BEGIN SUPPLIED TEXT

Meanwhile, states like Florida, California, Carolinas, Texas and Arizona in the United States are seeing increasing number of hospitalizations every day. United States has witnessed more than 2.3 million confirmed cases, including at least 121,979 deaths. Per a Bloomberg report, 180,000 Americans are expected to die due to coronavirus by October.

In case of a second wave of coronavirus outbreak, major retailers, factories, restaurants and hotels might have to shut down operations domestically and abroad. The reopening of global economies had definitely come as a ray of hope for investors. Highlighting the gloomy scenario, the World Trade Organisation (WTO), has said that the pandemic resulted in an 18.5% decline in global trade in the second quarter of 2020, per a CNN report.

The International Monetary Fund has downgraded its outlook for the global economy and now expects a deeper global recession. It is predicting output to shrink 4.9% in 2020, much deeper than the 3% contraction estimated in April (according to a Reuters report).

Also, on the trade front, things can be worrisome as the United States is considering new tariffs on $3.1 billion of exports from France, Germany, Spain and the U.K., per a Bloomberg report.

ETFs to Play

Against such a backdrop, seeking refuge in low-volatility products seems judicious. These global low-volatility products could be intriguing choices for those who want to stay invested in equities but like the idea of focusing on minimum volatility. Low-volatility ETFs generally tend to offer positive risk-adjusted gains, though not enormous.

END SUPPLIED TEXT
BEGIN SOURCE INFORMATION

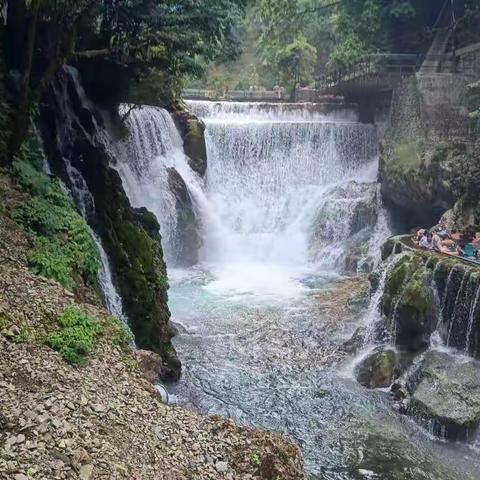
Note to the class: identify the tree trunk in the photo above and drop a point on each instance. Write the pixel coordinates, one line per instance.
(15, 33)
(22, 114)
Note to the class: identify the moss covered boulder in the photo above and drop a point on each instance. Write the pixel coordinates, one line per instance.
(377, 370)
(70, 127)
(408, 303)
(192, 130)
(446, 395)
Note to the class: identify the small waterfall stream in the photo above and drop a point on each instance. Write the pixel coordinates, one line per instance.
(290, 199)
(80, 192)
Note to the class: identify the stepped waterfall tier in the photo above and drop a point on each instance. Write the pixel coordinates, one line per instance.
(272, 307)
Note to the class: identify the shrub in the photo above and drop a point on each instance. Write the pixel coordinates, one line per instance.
(49, 259)
(63, 248)
(75, 340)
(117, 332)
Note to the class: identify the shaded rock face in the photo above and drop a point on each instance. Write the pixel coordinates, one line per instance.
(187, 228)
(446, 395)
(192, 131)
(425, 291)
(70, 124)
(408, 304)
(427, 138)
(151, 365)
(377, 370)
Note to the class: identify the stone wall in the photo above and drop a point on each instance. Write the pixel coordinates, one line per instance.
(427, 137)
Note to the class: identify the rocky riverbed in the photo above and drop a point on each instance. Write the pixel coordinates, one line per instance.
(102, 420)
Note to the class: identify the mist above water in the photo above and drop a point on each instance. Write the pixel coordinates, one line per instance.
(272, 169)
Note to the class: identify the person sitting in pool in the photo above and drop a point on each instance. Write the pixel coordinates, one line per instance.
(421, 232)
(427, 241)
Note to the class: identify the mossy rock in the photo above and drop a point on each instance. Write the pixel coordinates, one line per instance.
(192, 130)
(408, 303)
(130, 236)
(377, 370)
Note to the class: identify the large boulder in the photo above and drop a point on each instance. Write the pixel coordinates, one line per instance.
(446, 395)
(408, 303)
(377, 370)
(151, 365)
(192, 130)
(70, 127)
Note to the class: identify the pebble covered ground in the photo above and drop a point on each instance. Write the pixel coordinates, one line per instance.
(103, 420)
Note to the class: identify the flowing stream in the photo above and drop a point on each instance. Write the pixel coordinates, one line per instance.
(289, 204)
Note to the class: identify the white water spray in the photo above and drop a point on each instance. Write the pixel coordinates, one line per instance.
(283, 184)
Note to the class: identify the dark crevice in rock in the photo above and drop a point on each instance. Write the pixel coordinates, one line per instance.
(130, 236)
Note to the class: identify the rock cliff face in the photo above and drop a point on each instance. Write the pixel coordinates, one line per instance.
(72, 130)
(430, 296)
(192, 131)
(425, 145)
(102, 419)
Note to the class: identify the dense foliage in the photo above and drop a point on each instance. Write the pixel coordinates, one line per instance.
(141, 36)
(62, 247)
(75, 338)
(309, 37)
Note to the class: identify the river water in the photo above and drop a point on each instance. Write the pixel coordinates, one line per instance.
(290, 194)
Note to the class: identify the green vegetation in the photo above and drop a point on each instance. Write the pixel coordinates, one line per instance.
(288, 42)
(154, 39)
(75, 339)
(255, 460)
(62, 247)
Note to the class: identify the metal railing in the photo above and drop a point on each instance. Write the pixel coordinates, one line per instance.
(235, 95)
(378, 65)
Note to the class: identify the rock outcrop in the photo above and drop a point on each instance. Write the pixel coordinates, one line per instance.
(71, 128)
(425, 291)
(377, 370)
(104, 419)
(446, 395)
(192, 130)
(408, 304)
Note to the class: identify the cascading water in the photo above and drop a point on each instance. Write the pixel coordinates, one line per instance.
(287, 189)
(83, 197)
(148, 160)
(290, 195)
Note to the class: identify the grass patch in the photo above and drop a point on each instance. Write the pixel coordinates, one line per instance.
(117, 332)
(63, 248)
(76, 337)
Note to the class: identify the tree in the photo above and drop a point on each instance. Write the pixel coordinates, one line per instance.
(42, 35)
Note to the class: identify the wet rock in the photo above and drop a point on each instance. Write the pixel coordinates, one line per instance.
(192, 130)
(130, 236)
(85, 472)
(446, 395)
(150, 364)
(187, 229)
(377, 370)
(352, 345)
(409, 305)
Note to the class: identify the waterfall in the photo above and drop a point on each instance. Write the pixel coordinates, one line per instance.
(148, 160)
(86, 205)
(79, 189)
(289, 190)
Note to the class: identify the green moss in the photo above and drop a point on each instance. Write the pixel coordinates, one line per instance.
(48, 259)
(63, 248)
(117, 332)
(75, 339)
(407, 155)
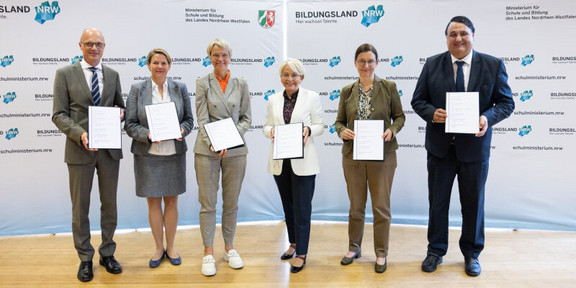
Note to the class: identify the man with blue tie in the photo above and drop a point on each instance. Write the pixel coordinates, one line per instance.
(460, 69)
(76, 87)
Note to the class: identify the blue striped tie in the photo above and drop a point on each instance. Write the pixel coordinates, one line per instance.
(460, 77)
(95, 87)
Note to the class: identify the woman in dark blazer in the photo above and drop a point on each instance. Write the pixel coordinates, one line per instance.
(159, 167)
(219, 95)
(295, 178)
(369, 98)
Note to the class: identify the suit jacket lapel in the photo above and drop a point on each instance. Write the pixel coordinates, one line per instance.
(82, 80)
(146, 92)
(175, 96)
(216, 91)
(449, 71)
(474, 72)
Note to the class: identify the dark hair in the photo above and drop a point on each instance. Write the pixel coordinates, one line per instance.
(366, 48)
(460, 19)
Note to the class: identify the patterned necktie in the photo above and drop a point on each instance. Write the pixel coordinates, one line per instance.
(460, 77)
(95, 87)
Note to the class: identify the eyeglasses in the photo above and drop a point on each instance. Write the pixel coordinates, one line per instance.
(98, 45)
(224, 56)
(370, 62)
(293, 75)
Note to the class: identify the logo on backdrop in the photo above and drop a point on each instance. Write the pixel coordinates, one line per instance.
(266, 18)
(268, 94)
(526, 95)
(334, 95)
(525, 130)
(528, 59)
(142, 61)
(332, 128)
(46, 11)
(9, 97)
(396, 61)
(372, 15)
(269, 61)
(7, 60)
(77, 59)
(11, 134)
(335, 61)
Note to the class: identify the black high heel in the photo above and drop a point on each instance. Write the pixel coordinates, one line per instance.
(295, 269)
(289, 256)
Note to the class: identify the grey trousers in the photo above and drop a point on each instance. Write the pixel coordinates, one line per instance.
(81, 177)
(208, 175)
(376, 176)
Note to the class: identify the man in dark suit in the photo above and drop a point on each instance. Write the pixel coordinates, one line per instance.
(76, 87)
(465, 155)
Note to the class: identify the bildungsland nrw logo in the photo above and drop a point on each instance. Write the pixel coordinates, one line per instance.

END SOURCE INFORMATION

| WHAT TO WORK ON |
a. Answer these questions using the passage on the pandemic's economic fallout:
(i) How many confirmed coronavirus cases has the United States witnessed?
(ii) By what percentage does the International Monetary Fund predict output will shrink in 2020?
(iii) What value of exports from France, Germany, Spain and the U.K. is the United States considering new tariffs on?
b. In the passage on the pandemic's economic fallout, rewrite the part starting with "ETFs to Play" and going on through "though not enormous.", swapping "equities" for "stocks".
c. Resume the passage on the pandemic's economic fallout and low-volatility ETFs, continuing on from its final sentence.

| ANSWERS FOR THE EXERCISE |
a.
(i) More than 2.3 million.
(ii) 4.9%.
(iii) $3.1 billion.

b.
ETFs to Play

Against such a backdrop, seeking refuge in low-volatility products seems judicious. These global low-volatility products could be intriguing choices for those who want to stay invested in stocks but like the idea of focusing on minimum volatility. Low-volatility ETFs generally tend to offer positive risk-adjusted gains, though not enormous.

c.
iShares Edge MSCI Min Vol Global ETF (ACWV - Free Report)

The United States (51.7%) is the top holding of the fund, followed by Japan (12.4), and Canada (5.2%). Information Technology, Financials, Consumer Staples, Communication and Health Care get a double-digit weight in the fund. The fund charges 20 bps in fees (read: Is it the Right Time to Invest in Minimum Volatility ETFs?).

iShares Edge MSCI Min Vol EAFE ETF (EFAV - Free Report)

EFAV looks to replicate the performance of international equity securities that have lower absolute volatility. No single stock makes up more than 1.58% of the portfolio. Country-wise, the fund appears more focused on Japan (30.9%), Switzerland (14.1%) and United Kingdom (9.3%) equities. The fund charges 20 bps in fees (read: Try These ETFs to Counter the Coronavirus-Induced Volatility).

iShares Edge MSCI Min Vol Europe ETF 

It tracks the MSCI Europe Minimum Volatility Index, giving exposure to 172 European stocks having low-volatility characteristics relative to the broader European developed equity markets. The product charges 25 bps a year.

Like many other funds in the space, the ETF provides higher diversification benefits with none of the securities making up for more than 1.54% of assets. In terms of country exposure, Switzerland takes the largest share at 20.8%, followed by United Kingdom (17.9%), France (12%) and Germany (11.4%) (read: Time for Europe ETFs on Stimulus Optimism?).

Legg Mason Low Volatility High Dividend ETF (LVHD - Free Report)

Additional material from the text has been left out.